**Stored rows**
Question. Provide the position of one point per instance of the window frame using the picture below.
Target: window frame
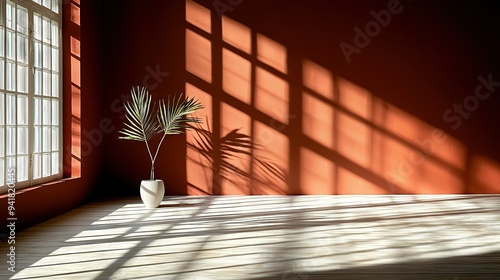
(32, 8)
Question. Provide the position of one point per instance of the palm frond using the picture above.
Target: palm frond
(140, 124)
(173, 116)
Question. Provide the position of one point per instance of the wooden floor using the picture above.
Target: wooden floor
(267, 237)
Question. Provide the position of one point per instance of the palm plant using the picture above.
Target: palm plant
(145, 121)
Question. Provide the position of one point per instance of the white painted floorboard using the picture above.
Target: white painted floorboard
(445, 237)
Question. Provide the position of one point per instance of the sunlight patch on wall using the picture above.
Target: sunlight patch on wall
(271, 160)
(236, 76)
(199, 167)
(236, 34)
(354, 98)
(318, 79)
(272, 53)
(237, 181)
(317, 120)
(350, 183)
(198, 56)
(485, 175)
(271, 95)
(316, 173)
(198, 16)
(354, 139)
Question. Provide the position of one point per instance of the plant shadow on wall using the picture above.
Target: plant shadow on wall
(223, 161)
(329, 135)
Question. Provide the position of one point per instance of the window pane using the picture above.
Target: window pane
(11, 76)
(55, 112)
(55, 85)
(11, 163)
(46, 32)
(38, 81)
(2, 84)
(22, 168)
(2, 139)
(47, 3)
(10, 45)
(2, 108)
(46, 112)
(46, 57)
(45, 165)
(22, 78)
(22, 20)
(37, 52)
(2, 167)
(37, 139)
(55, 138)
(22, 140)
(11, 109)
(46, 145)
(55, 59)
(22, 48)
(37, 166)
(55, 6)
(22, 110)
(55, 34)
(37, 27)
(46, 83)
(11, 141)
(55, 163)
(1, 40)
(10, 13)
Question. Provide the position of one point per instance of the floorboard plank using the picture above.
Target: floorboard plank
(445, 237)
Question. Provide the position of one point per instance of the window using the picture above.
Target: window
(30, 92)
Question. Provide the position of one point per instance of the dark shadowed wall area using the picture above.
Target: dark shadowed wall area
(310, 97)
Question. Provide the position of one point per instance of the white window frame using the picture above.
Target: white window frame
(54, 71)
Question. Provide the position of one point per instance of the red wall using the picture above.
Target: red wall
(377, 127)
(83, 95)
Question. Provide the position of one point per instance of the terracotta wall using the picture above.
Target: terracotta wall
(311, 97)
(82, 112)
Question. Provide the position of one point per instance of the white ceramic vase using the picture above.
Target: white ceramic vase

**Problem statement**
Reproduce the listing above exactly, excluding all pictures.

**Correct response**
Question. Provide the position of one point per instance of the window frame using the picture below.
Target: window frame
(32, 8)
Question. Provide the position of one point per instance of the palm frond using the picture above.
Target: palm frond
(140, 124)
(173, 116)
Question. Provide the position of one point per instance of the wooden floor using the picture above.
Target: wooden floor
(267, 237)
Question. Provide the position of one point per instance of the palm plant using the picture above.
Target: palm plant
(145, 121)
Question. Provide the position of one point per instance of the white painted floorboard using the picture above.
Target: white painted floorboard
(445, 237)
Question. Provide the position of one point per instance of the sunlight patch on wall using the picture above.
Target: sunlight patch on wall
(271, 160)
(236, 76)
(199, 167)
(236, 34)
(354, 98)
(318, 79)
(272, 53)
(237, 181)
(317, 120)
(350, 183)
(198, 56)
(485, 175)
(271, 95)
(316, 173)
(198, 16)
(354, 139)
Question. Provide the position of one point per instance of the plant shadow on wall using the picture above.
Target: plant shadow on wall
(223, 161)
(329, 135)
Question. Provide the position of one point per instance of the window pane using the picture above.
Target: window pane
(11, 76)
(55, 112)
(55, 85)
(11, 163)
(46, 32)
(38, 81)
(2, 84)
(22, 168)
(2, 139)
(47, 3)
(10, 45)
(2, 108)
(46, 112)
(46, 57)
(45, 165)
(22, 78)
(22, 20)
(37, 52)
(2, 167)
(37, 139)
(55, 138)
(22, 140)
(11, 109)
(46, 145)
(55, 59)
(22, 48)
(37, 166)
(55, 6)
(22, 110)
(55, 34)
(37, 27)
(46, 83)
(11, 141)
(55, 163)
(1, 40)
(10, 13)
Question. Provide the position of one point per instance of the floorboard plank using the picture above.
Target: floorboard plank
(445, 237)
Question. Provide the position of one point per instance of the window using the picture above.
Target: window
(30, 92)
Question. Provide the position of one point per instance of the dark shadowed wall area using the picture above.
Target: dark shadowed wall area
(310, 97)
Question. Provide the position of one point per instance of the white window frame using the picture above.
Target: white window frame
(54, 71)
Question. Provide the position of one point per instance of the red wall using the picture above.
Target: red wall
(377, 127)
(83, 95)
Question. Provide the position of one point per instance of the terracotta wall using the picture above.
Target: terracotta wall
(311, 97)
(82, 112)
Question. Provide the position of one point per instance of the white ceramic vase using the picture above.
Target: white ceramic vase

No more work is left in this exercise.